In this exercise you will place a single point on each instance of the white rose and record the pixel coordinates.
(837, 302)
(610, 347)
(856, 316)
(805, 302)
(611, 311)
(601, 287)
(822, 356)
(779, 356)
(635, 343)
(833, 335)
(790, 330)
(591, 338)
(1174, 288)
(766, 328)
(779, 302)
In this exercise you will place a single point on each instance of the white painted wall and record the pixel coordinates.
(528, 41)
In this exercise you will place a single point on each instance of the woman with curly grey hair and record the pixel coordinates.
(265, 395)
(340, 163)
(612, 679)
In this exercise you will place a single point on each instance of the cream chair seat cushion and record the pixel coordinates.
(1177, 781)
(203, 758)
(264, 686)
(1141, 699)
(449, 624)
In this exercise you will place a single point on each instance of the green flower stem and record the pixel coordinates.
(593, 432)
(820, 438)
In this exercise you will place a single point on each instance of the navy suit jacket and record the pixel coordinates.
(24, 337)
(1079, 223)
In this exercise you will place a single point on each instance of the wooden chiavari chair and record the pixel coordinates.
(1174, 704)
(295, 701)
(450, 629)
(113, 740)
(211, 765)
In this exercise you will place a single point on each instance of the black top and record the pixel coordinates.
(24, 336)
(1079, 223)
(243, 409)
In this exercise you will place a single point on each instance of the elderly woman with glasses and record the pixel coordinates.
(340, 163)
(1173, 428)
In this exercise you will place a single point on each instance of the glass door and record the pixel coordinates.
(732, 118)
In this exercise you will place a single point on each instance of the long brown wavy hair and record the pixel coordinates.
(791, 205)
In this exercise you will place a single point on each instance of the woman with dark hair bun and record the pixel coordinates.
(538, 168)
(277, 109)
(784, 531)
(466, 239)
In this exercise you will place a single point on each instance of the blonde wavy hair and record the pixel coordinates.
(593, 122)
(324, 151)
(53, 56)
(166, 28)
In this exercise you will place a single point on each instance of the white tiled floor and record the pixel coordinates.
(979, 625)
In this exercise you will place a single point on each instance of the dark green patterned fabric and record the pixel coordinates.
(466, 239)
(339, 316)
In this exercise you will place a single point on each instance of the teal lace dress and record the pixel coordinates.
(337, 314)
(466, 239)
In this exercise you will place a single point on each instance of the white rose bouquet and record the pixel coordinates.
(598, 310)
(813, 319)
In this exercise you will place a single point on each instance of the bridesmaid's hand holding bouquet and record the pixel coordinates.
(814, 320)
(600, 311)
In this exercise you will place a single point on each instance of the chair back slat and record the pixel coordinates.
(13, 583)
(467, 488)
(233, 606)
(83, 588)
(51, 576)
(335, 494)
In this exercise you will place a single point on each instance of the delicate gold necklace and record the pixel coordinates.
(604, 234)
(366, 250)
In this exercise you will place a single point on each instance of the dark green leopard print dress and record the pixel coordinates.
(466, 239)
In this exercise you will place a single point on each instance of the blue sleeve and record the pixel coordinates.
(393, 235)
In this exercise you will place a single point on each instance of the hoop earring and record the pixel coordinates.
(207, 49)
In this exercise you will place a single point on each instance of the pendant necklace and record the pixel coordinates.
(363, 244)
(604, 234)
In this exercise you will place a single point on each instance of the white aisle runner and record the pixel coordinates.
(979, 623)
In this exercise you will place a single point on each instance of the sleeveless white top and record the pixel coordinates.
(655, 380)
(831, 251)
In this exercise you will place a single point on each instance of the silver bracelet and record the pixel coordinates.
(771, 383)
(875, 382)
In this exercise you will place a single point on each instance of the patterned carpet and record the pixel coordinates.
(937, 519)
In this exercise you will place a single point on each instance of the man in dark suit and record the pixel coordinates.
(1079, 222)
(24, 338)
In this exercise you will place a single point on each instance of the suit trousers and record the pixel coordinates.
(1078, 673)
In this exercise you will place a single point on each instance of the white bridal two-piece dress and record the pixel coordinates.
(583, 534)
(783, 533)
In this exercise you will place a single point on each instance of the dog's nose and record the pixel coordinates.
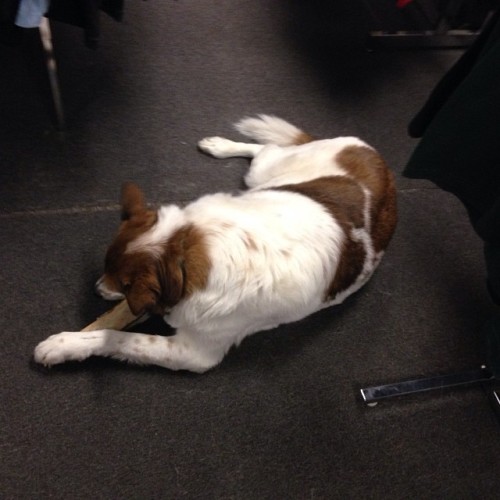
(97, 286)
(102, 290)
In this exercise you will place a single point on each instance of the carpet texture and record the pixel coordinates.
(281, 417)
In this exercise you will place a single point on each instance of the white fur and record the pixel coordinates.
(273, 256)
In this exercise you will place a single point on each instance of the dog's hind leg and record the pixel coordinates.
(225, 148)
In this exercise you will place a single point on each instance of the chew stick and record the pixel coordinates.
(118, 318)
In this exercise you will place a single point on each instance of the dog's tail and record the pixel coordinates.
(267, 129)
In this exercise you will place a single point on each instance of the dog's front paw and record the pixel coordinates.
(216, 146)
(65, 346)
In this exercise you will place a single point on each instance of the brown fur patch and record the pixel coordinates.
(367, 167)
(303, 138)
(186, 250)
(344, 199)
(149, 282)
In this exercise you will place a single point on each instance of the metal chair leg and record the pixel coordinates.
(46, 37)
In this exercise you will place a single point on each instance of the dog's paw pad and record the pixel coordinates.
(56, 349)
(215, 146)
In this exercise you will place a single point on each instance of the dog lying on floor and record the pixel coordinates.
(310, 231)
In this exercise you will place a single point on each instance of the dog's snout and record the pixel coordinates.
(102, 289)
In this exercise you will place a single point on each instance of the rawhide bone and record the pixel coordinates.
(118, 318)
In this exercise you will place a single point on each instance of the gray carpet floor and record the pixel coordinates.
(281, 417)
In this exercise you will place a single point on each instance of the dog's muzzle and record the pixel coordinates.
(101, 289)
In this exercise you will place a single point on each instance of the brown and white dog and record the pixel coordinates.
(309, 231)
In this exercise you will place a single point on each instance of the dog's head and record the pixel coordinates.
(155, 260)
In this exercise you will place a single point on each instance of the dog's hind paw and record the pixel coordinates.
(217, 147)
(65, 346)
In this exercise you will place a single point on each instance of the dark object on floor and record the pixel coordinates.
(459, 152)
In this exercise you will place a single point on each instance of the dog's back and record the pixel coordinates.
(309, 232)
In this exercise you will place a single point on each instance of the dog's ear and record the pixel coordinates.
(144, 294)
(160, 286)
(132, 201)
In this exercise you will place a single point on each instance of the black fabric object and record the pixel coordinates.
(86, 14)
(460, 148)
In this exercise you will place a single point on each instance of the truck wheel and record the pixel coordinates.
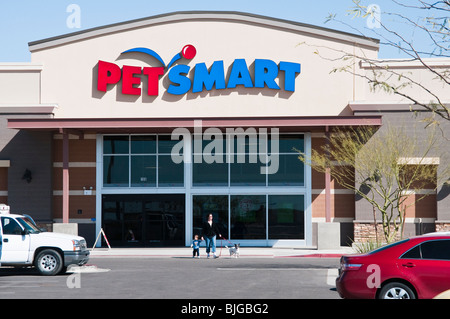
(49, 262)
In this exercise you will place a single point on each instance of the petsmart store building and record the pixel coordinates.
(143, 128)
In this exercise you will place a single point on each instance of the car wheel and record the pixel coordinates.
(49, 262)
(396, 290)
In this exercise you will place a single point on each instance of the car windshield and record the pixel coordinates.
(28, 225)
(388, 246)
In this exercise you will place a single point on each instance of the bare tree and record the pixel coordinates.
(381, 167)
(432, 20)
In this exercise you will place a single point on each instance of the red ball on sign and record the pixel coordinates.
(189, 51)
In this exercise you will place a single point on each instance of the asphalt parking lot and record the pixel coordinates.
(179, 278)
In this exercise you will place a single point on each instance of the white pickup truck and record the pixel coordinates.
(22, 243)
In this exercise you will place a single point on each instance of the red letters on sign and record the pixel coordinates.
(110, 73)
(153, 79)
(128, 80)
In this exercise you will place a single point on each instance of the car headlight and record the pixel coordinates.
(76, 245)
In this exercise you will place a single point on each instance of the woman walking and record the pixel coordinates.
(210, 231)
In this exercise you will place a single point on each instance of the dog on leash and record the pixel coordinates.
(234, 251)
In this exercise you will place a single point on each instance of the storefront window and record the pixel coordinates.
(144, 220)
(214, 174)
(169, 173)
(116, 145)
(203, 205)
(246, 164)
(143, 171)
(286, 217)
(143, 144)
(140, 161)
(246, 174)
(248, 216)
(115, 171)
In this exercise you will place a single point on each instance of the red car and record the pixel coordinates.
(414, 268)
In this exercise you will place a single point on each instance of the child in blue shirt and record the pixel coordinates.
(196, 247)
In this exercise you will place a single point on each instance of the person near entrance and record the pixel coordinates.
(210, 231)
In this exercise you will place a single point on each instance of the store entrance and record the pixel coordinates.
(144, 220)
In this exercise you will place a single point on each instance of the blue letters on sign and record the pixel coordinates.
(266, 71)
(239, 75)
(290, 70)
(175, 76)
(203, 77)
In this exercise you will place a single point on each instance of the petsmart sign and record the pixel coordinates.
(262, 74)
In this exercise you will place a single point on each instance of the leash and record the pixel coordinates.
(221, 244)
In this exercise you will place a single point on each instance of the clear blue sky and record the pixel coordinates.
(22, 21)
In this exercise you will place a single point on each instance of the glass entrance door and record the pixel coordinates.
(144, 220)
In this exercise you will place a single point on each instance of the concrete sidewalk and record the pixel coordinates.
(245, 252)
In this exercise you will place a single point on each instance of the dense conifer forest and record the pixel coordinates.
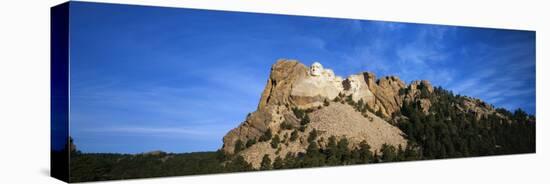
(444, 132)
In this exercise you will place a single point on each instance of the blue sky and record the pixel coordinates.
(149, 78)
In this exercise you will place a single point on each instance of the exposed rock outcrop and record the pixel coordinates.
(292, 86)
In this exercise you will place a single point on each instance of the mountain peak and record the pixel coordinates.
(299, 101)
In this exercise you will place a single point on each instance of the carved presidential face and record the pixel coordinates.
(354, 83)
(328, 73)
(316, 69)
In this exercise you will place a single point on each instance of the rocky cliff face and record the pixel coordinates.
(332, 105)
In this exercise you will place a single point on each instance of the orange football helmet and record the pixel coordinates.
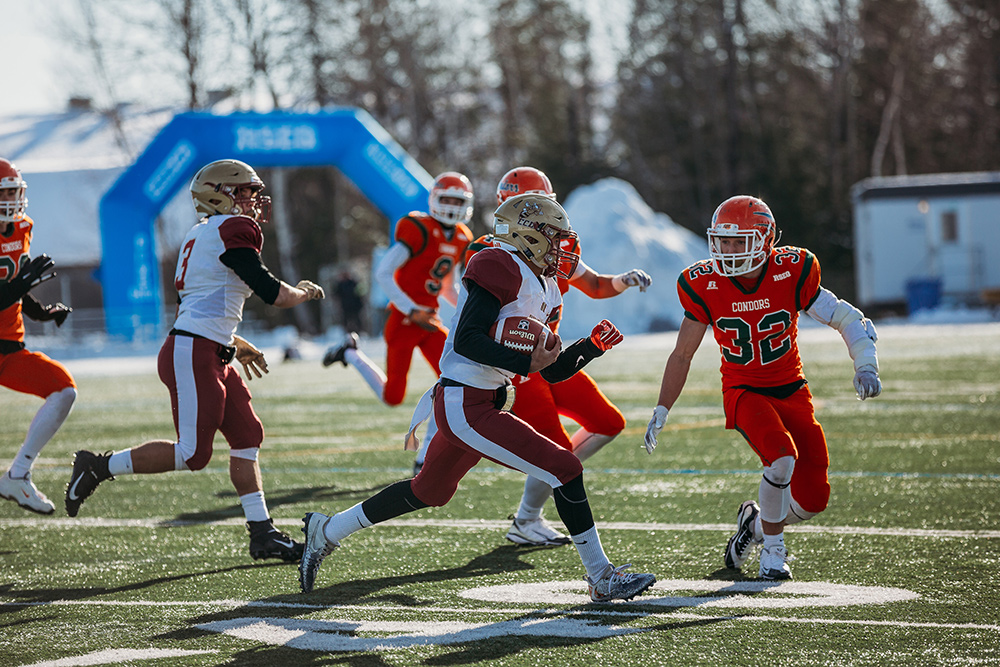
(456, 185)
(14, 203)
(524, 180)
(747, 218)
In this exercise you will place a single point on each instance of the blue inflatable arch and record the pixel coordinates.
(349, 139)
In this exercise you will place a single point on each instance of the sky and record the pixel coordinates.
(38, 78)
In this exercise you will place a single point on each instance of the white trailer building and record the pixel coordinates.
(921, 239)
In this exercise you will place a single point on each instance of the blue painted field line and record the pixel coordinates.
(663, 471)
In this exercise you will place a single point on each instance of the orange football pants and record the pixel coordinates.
(540, 404)
(401, 338)
(776, 427)
(33, 373)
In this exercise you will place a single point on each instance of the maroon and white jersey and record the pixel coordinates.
(520, 292)
(211, 293)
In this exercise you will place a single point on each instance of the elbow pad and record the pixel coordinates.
(856, 330)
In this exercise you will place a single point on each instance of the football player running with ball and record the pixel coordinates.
(219, 267)
(471, 401)
(751, 292)
(417, 269)
(540, 403)
(22, 370)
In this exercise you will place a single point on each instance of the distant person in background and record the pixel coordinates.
(218, 269)
(21, 370)
(415, 272)
(349, 295)
(750, 293)
(539, 402)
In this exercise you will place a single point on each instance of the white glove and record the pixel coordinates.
(866, 382)
(312, 290)
(655, 426)
(634, 278)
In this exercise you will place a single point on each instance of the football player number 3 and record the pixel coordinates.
(742, 350)
(186, 253)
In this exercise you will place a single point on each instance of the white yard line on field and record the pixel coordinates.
(624, 613)
(476, 524)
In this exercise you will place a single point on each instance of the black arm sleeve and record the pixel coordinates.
(245, 262)
(33, 308)
(9, 295)
(472, 333)
(570, 360)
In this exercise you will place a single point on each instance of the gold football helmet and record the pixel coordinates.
(538, 227)
(230, 187)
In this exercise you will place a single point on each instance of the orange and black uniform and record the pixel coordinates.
(23, 371)
(765, 394)
(435, 249)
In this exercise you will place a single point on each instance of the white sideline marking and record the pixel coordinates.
(621, 610)
(116, 655)
(477, 524)
(730, 594)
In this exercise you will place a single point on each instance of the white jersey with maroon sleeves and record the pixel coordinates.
(211, 294)
(520, 292)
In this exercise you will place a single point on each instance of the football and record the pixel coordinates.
(519, 332)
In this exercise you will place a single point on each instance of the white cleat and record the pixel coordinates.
(23, 492)
(743, 542)
(536, 533)
(616, 584)
(774, 563)
(317, 547)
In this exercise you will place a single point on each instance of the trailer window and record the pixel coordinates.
(949, 227)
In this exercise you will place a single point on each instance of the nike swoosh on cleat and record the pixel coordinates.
(71, 493)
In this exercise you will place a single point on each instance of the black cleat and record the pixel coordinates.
(266, 541)
(89, 470)
(335, 354)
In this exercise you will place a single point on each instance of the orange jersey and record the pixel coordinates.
(756, 324)
(13, 254)
(434, 252)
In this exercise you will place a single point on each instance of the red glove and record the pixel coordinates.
(605, 336)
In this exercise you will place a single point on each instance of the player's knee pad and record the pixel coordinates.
(187, 457)
(796, 514)
(432, 495)
(573, 506)
(64, 398)
(248, 454)
(779, 473)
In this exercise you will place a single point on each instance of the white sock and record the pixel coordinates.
(254, 506)
(47, 421)
(344, 523)
(588, 545)
(120, 463)
(536, 493)
(371, 373)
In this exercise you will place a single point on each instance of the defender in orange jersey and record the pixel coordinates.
(417, 269)
(21, 370)
(750, 293)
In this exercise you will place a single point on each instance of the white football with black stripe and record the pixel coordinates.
(519, 332)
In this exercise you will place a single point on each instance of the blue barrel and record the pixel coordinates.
(923, 294)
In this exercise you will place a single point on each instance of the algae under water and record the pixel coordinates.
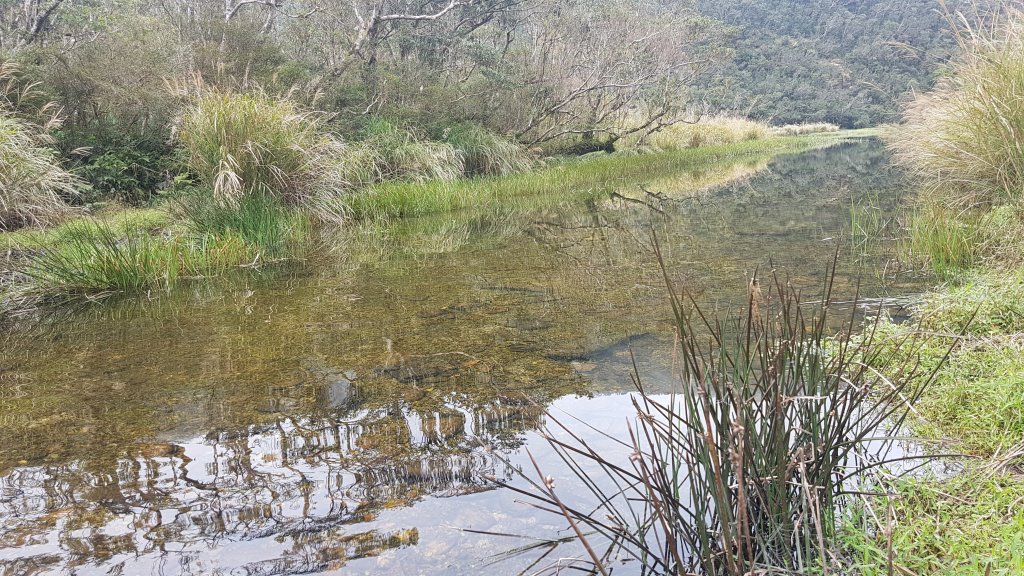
(345, 415)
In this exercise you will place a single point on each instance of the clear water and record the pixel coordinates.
(347, 414)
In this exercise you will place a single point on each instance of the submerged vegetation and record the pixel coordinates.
(752, 464)
(965, 142)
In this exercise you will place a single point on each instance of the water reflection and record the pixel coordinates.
(350, 412)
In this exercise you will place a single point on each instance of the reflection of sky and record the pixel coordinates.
(264, 424)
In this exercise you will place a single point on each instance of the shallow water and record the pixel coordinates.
(346, 414)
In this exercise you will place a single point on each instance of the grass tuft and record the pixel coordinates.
(252, 144)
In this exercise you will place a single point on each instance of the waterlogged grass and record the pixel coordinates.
(973, 522)
(971, 525)
(96, 257)
(270, 230)
(585, 176)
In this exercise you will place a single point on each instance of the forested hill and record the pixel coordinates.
(846, 62)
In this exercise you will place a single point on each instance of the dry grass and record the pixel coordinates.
(241, 145)
(33, 184)
(965, 139)
(714, 130)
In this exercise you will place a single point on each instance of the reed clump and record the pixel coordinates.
(714, 130)
(747, 468)
(94, 257)
(486, 154)
(33, 184)
(965, 138)
(397, 154)
(239, 145)
(806, 128)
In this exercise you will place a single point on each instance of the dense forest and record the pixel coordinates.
(845, 62)
(107, 82)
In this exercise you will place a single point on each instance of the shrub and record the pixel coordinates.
+---+
YOUR OBJECTIVE: Copy the lines starting at the line that contains "under water and record the pixel coordinates." and running to the final line of the entries, inclusive; omit all pictures.

ANSWER TO THIS TASK:
In this exercise you will place a single point on each instance of the algae under water and record the pixel coordinates.
(345, 415)
In this exercise you will place a single point on each instance of the clear water and record the pixel coordinates.
(347, 414)
In this exercise you will place a single point on each instance of the submerged vegetation and record the pixel coordinates.
(752, 464)
(965, 142)
In this exercise you will place a single point on each instance of the water reflection and record the pixel coordinates.
(350, 412)
In this exercise you will place a single point on each instance of the reflection of sky and record the pixel coordinates.
(264, 424)
In this exercise you will place a single point on each instance of the shallow water and record the pixel coordinates.
(346, 414)
In this exercise you will place a single point on each instance of the grass tuft and record the pixel coordinates.
(252, 144)
In this exercise you will place a single point on each instance of the waterlogged grass and record the pixel coordinates.
(973, 522)
(971, 525)
(96, 257)
(270, 230)
(585, 176)
In this exercise you will place a single point on each instance of the forested hill and record the pixel coordinates.
(846, 62)
In this exercise you will place a single point on each instance of the dry grass and record the pixel coordinates.
(241, 145)
(33, 184)
(965, 139)
(714, 130)
In this exercise you will place a single point on each instance of the reed clump and record the pixel coordinates.
(714, 130)
(747, 468)
(94, 257)
(486, 154)
(33, 184)
(965, 138)
(397, 154)
(239, 145)
(806, 128)
In this exercise you will place a single point on each instance of the dense forest and record the pixel coordinates.
(845, 62)
(107, 82)
In this exercise you will place a single point on each instance of the shrub and record the pixel coordinates.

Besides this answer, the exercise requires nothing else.